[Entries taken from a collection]
-------------------------

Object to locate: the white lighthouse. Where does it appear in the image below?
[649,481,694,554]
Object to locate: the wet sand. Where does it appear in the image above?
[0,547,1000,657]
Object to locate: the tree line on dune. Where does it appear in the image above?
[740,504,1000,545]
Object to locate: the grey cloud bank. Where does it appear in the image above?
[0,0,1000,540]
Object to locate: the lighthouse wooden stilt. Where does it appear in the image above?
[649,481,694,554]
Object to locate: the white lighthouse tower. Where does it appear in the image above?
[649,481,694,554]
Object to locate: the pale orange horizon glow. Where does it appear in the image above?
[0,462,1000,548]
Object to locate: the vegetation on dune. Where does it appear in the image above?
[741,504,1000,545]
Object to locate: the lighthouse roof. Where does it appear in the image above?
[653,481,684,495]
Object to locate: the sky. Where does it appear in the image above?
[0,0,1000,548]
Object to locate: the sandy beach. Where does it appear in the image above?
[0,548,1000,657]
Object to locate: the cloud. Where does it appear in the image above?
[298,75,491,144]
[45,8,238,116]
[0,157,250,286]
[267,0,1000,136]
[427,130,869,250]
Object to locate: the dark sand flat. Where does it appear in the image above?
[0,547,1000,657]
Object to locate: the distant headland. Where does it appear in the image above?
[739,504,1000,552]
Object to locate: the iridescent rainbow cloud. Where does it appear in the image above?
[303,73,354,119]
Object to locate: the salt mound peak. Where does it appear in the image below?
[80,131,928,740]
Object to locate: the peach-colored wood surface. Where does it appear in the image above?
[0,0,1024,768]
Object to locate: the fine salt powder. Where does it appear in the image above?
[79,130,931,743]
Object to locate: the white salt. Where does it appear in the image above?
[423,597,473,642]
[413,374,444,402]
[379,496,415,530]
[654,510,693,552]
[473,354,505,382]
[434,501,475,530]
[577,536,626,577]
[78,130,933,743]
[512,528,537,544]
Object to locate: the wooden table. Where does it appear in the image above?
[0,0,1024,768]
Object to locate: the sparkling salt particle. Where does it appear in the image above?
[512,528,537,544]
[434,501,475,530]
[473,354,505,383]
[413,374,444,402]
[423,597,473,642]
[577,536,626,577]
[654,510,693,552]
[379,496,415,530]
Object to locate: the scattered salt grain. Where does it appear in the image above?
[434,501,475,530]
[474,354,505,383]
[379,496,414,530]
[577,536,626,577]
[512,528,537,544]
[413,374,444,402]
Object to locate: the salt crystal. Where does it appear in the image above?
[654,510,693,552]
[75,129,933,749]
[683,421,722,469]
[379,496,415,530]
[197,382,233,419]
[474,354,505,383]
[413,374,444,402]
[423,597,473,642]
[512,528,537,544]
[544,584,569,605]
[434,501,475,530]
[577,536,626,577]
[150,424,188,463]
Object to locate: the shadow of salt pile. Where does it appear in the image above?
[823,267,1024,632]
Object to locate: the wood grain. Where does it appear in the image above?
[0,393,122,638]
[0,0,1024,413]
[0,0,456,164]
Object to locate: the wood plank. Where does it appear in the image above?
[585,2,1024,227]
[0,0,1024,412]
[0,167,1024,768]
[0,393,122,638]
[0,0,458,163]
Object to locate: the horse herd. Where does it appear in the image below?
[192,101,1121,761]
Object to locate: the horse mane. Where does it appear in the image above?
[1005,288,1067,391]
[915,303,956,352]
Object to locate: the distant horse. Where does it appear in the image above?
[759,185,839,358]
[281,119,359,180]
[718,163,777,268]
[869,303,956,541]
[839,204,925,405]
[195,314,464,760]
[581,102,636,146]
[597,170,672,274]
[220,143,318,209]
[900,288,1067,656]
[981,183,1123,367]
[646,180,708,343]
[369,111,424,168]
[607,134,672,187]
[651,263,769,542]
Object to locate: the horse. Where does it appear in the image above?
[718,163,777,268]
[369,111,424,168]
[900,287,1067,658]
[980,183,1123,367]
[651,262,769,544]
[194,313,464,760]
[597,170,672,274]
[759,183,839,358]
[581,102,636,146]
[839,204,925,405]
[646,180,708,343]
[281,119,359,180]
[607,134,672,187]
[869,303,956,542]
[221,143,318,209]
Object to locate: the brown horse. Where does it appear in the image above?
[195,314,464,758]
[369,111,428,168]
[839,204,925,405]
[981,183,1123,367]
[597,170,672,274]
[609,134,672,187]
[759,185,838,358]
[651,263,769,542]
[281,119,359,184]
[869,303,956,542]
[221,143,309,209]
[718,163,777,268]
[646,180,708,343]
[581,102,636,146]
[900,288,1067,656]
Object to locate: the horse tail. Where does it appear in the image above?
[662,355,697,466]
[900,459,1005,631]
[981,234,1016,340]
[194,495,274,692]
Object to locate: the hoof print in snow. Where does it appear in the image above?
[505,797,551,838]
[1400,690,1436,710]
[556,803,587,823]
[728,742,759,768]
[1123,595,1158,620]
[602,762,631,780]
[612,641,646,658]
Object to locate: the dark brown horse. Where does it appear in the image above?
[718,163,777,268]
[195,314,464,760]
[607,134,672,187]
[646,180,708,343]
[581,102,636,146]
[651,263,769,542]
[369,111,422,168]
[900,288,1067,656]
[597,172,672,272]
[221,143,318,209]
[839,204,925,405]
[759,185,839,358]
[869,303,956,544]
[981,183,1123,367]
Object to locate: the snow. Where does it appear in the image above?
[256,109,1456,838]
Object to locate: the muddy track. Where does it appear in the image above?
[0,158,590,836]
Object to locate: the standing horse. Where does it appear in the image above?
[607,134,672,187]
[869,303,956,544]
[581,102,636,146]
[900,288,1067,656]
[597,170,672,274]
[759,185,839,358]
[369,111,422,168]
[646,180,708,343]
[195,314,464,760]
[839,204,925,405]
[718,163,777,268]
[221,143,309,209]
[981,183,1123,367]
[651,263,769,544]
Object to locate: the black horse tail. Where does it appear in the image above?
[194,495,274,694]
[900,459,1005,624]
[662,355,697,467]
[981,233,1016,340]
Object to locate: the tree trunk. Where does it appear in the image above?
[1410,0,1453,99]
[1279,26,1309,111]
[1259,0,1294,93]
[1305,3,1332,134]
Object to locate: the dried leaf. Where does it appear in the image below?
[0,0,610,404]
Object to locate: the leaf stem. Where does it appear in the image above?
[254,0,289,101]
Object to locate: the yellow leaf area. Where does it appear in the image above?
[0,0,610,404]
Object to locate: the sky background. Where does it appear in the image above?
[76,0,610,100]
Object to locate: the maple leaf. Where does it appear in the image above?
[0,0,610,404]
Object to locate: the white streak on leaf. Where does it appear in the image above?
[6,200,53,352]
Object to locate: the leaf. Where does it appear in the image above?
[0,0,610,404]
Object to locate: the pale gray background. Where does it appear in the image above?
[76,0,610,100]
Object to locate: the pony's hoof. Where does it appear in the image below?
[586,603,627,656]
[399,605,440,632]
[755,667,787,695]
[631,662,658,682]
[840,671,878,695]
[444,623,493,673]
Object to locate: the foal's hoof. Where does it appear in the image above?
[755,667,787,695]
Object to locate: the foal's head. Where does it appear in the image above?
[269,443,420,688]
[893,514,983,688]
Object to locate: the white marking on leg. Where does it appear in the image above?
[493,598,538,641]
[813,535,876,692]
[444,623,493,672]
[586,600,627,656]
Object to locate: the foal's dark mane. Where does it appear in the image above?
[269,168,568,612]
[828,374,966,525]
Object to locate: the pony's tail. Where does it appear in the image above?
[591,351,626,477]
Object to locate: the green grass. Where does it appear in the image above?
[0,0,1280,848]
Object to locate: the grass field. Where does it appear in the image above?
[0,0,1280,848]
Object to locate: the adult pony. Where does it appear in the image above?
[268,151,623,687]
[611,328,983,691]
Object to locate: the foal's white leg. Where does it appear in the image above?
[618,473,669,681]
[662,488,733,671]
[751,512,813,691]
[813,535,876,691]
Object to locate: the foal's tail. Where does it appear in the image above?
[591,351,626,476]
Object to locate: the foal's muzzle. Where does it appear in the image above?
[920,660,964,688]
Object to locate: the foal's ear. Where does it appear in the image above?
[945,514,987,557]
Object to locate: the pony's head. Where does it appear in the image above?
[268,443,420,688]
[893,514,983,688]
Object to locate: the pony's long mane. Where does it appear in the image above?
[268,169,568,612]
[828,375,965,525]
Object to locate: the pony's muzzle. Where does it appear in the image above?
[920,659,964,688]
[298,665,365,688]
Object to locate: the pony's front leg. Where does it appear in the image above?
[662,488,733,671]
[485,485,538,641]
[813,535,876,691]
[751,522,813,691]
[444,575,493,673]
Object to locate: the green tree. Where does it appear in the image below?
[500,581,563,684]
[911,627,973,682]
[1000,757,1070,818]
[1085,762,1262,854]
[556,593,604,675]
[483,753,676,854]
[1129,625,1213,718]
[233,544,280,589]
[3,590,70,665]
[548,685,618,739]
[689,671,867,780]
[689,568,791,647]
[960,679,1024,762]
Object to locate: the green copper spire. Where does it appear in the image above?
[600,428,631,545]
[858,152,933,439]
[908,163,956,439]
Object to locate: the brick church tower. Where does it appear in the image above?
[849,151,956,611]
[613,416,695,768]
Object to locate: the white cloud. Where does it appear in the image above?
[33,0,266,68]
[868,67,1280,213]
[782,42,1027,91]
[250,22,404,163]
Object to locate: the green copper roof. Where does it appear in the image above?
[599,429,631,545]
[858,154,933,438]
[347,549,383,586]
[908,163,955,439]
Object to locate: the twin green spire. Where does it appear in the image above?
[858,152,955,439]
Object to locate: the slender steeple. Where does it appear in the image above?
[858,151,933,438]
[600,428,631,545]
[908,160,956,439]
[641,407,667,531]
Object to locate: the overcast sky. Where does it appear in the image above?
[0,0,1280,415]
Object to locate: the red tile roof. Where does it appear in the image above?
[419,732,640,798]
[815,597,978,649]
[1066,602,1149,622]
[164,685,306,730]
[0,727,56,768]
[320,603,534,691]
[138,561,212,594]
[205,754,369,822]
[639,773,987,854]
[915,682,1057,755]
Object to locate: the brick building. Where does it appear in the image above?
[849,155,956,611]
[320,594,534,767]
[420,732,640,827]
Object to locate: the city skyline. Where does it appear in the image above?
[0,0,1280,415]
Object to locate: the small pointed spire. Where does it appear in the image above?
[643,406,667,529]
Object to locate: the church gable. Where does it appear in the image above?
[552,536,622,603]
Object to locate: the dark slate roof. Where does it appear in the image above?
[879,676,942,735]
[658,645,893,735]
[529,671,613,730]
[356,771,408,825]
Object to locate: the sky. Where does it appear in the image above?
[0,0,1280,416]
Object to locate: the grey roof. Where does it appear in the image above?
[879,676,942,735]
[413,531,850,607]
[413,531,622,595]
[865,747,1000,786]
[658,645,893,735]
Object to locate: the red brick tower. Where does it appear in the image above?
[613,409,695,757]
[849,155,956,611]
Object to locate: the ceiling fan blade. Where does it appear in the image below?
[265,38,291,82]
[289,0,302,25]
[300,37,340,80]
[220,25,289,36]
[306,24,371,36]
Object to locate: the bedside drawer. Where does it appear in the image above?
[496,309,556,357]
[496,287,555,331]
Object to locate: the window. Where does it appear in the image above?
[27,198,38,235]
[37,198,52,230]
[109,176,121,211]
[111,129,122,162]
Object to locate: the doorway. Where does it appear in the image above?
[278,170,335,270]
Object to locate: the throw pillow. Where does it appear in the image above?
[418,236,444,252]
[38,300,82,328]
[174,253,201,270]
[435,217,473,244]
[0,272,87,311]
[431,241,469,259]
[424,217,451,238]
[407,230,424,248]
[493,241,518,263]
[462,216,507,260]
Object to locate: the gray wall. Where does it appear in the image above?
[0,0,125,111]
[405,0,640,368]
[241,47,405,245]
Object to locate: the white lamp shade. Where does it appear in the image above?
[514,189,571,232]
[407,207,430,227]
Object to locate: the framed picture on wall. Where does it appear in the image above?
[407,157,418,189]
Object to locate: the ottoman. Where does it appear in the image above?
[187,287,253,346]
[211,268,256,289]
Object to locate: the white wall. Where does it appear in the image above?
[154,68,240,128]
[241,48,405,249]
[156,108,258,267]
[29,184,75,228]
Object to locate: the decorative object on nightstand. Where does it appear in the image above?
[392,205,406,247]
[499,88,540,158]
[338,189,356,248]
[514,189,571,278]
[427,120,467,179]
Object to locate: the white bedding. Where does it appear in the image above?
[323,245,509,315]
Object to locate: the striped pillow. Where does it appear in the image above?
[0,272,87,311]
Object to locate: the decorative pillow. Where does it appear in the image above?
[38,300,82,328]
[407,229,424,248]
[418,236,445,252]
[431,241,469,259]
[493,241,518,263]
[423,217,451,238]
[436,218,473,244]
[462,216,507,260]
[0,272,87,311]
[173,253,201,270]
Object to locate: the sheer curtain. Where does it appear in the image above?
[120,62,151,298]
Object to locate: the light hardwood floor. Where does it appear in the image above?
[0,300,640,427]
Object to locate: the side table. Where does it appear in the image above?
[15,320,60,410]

-------------------------

* [Required task]
Please lay out the part of the material that opens with its first line and closes with the line containing "[0,548,1000,657]", both ends included, as a numbered list with blank lines omitted.

* [Exercise output]
1. Object to locate: the white lighthouse. Where does it appear in the image below?
2. [649,481,694,554]
3. Object to locate: the wet sand. Where does it appear in the image above?
4. [0,547,1000,657]
5. Object to locate: the tree line on dune. Where does it appear in the image above?
6. [740,504,1000,545]
7. Object to locate: the grey cloud bank. Where does it appear in the image above?
8. [0,0,1000,540]
9. Object to locate: the lighthouse wooden stilt. Where does it appear in the image above?
10. [649,481,694,554]
11. Object to locate: the white lighthouse tower. Where does it appear in the image above?
12. [649,481,694,554]
13. Object to locate: the pale orange horizon glow. Where does it appear in the image above?
14. [0,462,1000,548]
15. Object to locate: the vegetation on dune. Where does it appear in the image above?
16. [741,504,1000,545]
17. Object to locate: the lighthouse roof. Where does it appear in the image above?
18. [653,481,684,495]
19. Object to locate: the sky. Where does it appear in the image above?
20. [0,0,1000,548]
21. Object to locate: the sandy beach. Where does it appear in the image above?
22. [0,548,1000,657]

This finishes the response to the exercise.